*** SOURCE INFORMATION ***

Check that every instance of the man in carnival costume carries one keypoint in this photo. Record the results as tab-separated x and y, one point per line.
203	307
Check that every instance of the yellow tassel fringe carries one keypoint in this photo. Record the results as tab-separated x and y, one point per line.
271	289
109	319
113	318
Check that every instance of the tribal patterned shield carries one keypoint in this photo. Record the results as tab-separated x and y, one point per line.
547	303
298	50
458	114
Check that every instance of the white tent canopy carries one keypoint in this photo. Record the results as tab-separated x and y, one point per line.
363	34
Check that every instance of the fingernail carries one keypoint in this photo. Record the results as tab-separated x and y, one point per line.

*** End of SOURCE INFORMATION ***
*** SOURCE INFORMATION ***

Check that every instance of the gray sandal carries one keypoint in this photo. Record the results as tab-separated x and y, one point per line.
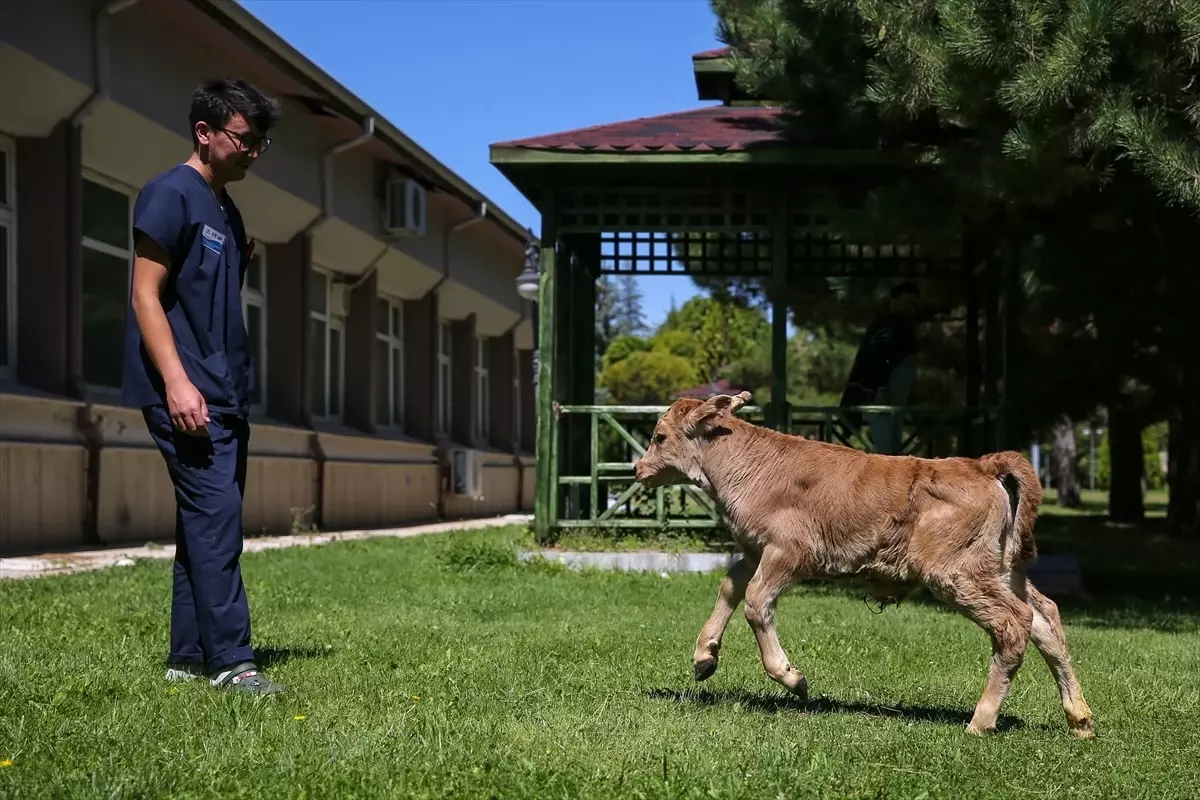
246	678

*** End of SOURCE INFORMATION ***

Within the listing above, locate the line containing "Check that every instance of the white" and the line containing "Check that every instance of the fingernail". Reproduce those two lines and all lines between them exactly, with nothing added.

Check that every instance of the white tent canopy carries one keypoint in this photo. Record the results as tab-separated x and y, one point per line.
363	34
Check that every instance of the fingernail carries one keypoint in this photo. Record the results as tab-separated x and y, one point per line.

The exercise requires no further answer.